Reproduce word for word the lines of the rows below, starting at the line that contains "Exercise. Mark every instance of the clear" and stopping after the line that contains "118), (241, 88)]".

-------- Task input

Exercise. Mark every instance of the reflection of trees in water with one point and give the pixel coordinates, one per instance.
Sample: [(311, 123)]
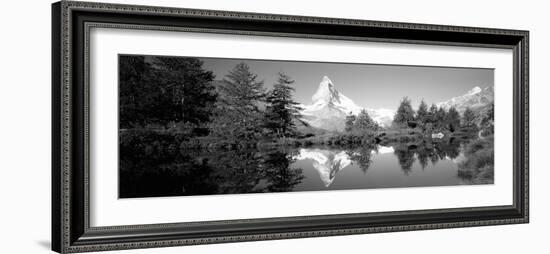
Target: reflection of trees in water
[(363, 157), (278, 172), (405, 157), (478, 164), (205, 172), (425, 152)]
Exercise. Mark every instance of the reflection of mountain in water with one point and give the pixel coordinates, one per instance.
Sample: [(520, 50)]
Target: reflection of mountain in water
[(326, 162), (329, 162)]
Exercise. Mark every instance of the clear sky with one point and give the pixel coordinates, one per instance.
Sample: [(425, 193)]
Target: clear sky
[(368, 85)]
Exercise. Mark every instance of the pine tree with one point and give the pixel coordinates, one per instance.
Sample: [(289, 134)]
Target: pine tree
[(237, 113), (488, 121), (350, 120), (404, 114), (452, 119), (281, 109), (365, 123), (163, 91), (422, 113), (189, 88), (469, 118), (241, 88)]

----------------
-------- Task input

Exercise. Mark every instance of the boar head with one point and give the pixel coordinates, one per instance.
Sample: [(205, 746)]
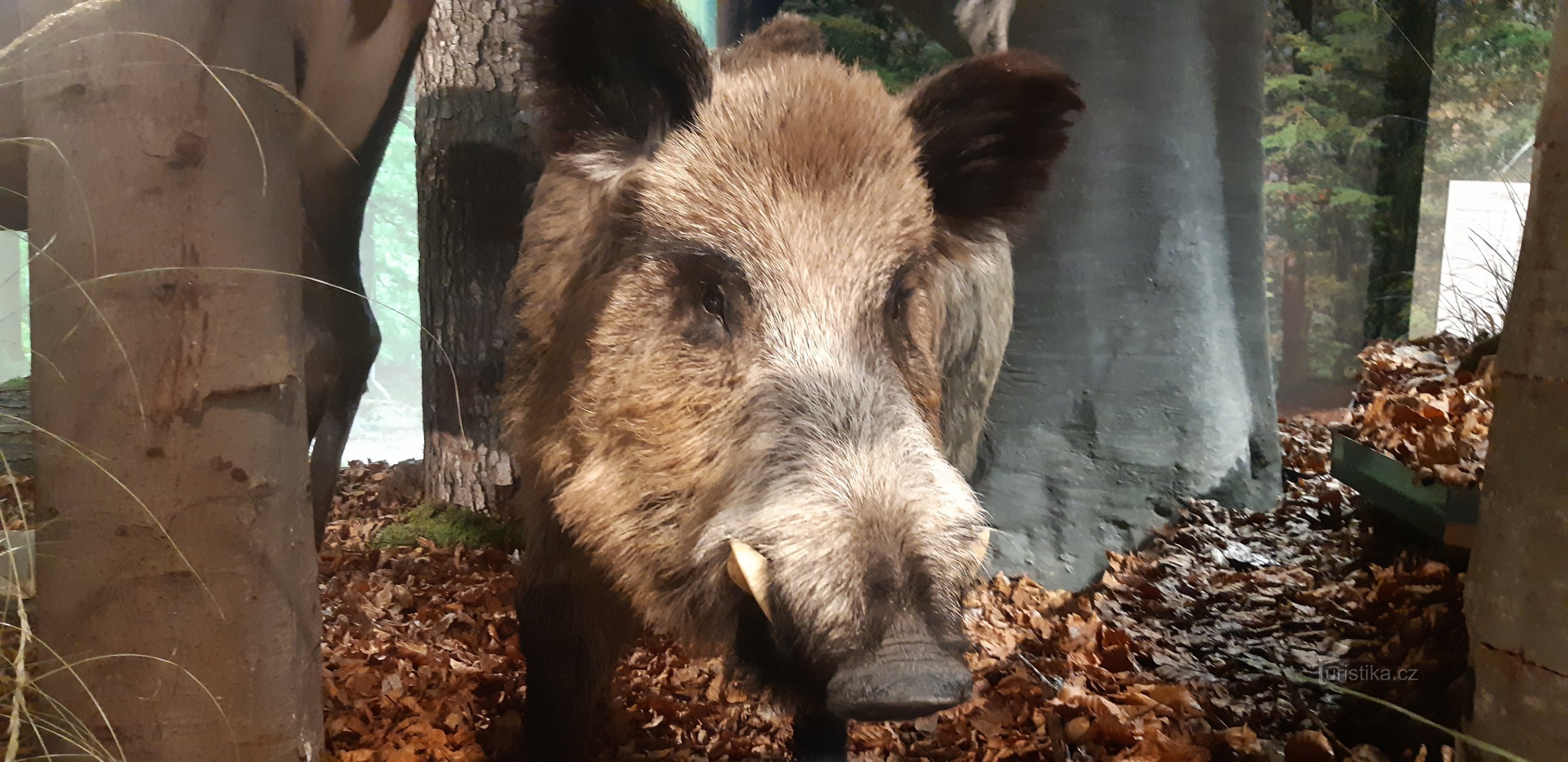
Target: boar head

----------------

### Task solution
Exercise. Mark every instance of the clear sky with one point and give the pixel coordinates, one per instance.
Sample: [(425, 193)]
Target: clear sky
[(368, 85)]
Exercise. Mark every instance of the pine tree with one point and give the pixel coordinates, one per instance.
Sample: [(289, 134)]
Target: pine tree
[(237, 113), (488, 121), (350, 120), (404, 114), (452, 119), (281, 109), (365, 123), (163, 91), (422, 113), (189, 88), (469, 118), (241, 88)]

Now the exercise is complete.